Wednesday, January 30, 2019

NY missive no 160 - Reading as navigation

The layout of the gardens in "Umami"

Last Wednesday evening as our kids ran around enjoying the crazy games for a birthday party at Chucky Cheese on Northern Boulevard, one of my fellow moms asked me what I’ve been reading recently.

What I’m reading right now came quickly to mind: Carlos’ Fuentes short story collection “La Frontera de Cristal”, set along the Mexico-US border. I chose it as I was hungry for some nuance and lived-humanity narrative about the border territory, while the mediasphere was so saturated with Trump’s wall obsession and the resulting government shutdown.

But before that? Agghhh! My mind went blank, other than realizing that a lot of what I’ve been reading has been work-related: PDF reports sent to my i-pad for rapid digestion. The combination of the partying kids and the fact I’ve been juggling reading various things at once meant I was at a loss on how to elaborate.

Here, therefore, I'm pausing to capture some details of recent books before they get further buried in my mind-compost.

One of the work-related ones was Tom Angotti’s New York For Sale. It describes the way that the international and local real estate dominance in New York actually creates momentum – or more like forces a space - for a juxtaposing creative response in the form of community-led urban planning. I’m now onto his latest book, edited with Sylvia Morse, Zoned Out, which underscores the racist structures behind top-down land re-zonings and has provided inspiration and insights at community meetings throughout the city.

Novel-wise, I recently read Sergio de la Pava’s “Lost Empress”. With similar mastery to his first book Naked Singularity it combines humor and violence and weaves multiple narratives and voices. This time the narratives are linked by two threads that draw on the core of American experience: football, and the criminal justice system.

At Astoria Bookshop I picked up the short stories selected by Roxane Gay for the 2018 Best American Short Stories collection. They include Danielle Evans’ Boys Go To Jupiter, in which a white college student's boyfriend gives her a confederate flag bikini, snaps a picture of her in it and posts it to Facebook. She rides the resulting campus outrage with a disturbing level of insouciance and detachment. Like the best short stories it delivers complexity despite its compactness. And part-way through there's an unforgettable gut-punch of a moment.

> [GIVEN DATA]
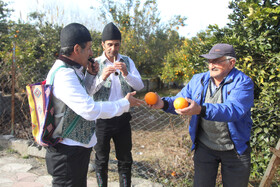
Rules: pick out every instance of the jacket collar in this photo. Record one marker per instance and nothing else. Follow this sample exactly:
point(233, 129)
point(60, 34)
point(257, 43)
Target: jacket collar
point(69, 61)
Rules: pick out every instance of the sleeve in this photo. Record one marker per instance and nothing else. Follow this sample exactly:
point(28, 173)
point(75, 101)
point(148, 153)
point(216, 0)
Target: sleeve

---

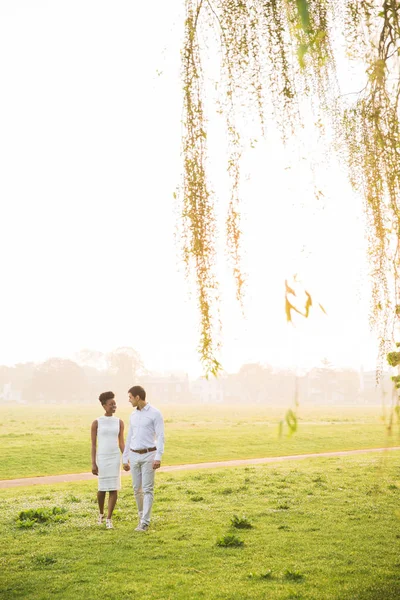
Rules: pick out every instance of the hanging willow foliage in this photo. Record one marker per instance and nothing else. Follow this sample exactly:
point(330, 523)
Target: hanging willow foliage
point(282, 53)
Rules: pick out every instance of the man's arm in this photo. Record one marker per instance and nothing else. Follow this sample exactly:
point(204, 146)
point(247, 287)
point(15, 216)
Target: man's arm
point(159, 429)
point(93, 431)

> [WORK REQUEST A]
Transcribe the part of the blog post on recent reading that opens with the words containing "NY missive no" and closes with "been reading recently.".
> [WORK REQUEST B]
Carry on the blog post on recent reading from its last sentence.
The records are separate from the blog post on recent reading.

> [TASK OUTPUT A]
NY missive no 160 - Reading as navigation

The layout of the gardens in "Umami"

Last Wednesday evening as our kids ran around enjoying the crazy games for a birthday party at Chucky Cheese on Northern Boulevard, one of my fellow moms asked me what I’ve been reading recently.

> [TASK OUTPUT B]
A highlight last year was Laia Jufresa’s Umami. It connects the interior and exterior lives of people living in a small group of houses in Mexico City, set around their gardens which are laid out like the flavors on the tongue: i.e. bitter, salty, sweet, sour and the fifth taste, “Umami”. The novel hinges on two deaths, the tragic drowning of one of the family’s daughters, Luz, when she was “almost six”, and the death of the elderly academic Alfonso’s wife Noelia from pancreatic cancer. The characters' multi-layered processes of mourning and moving on create the ebb and flow of the book, which is written in five sections that move backwards in time. The novel resonated as I still, a year-and-a-half later, am journeying through the process of mourning for Mum. (Process is much too ordered a word).

At the end of a video interview with Sophie Hugues who translated the novel into English, Jufresa says:

“It was very important for me to write a book about grief… I was living in Mexico where grief was very present because a lot of people are being killed and we have 25,000 who have disappeared. A lot has been written about the violence of it, and when you have so many people dying, you basically have no time for grief. Then people become numbers, and disappeared people become this long list of names, and a lot of writers are stopping with the violence. But I felt like no-one…well not no-one…but I really felt the need to say, stop. Grief needs space.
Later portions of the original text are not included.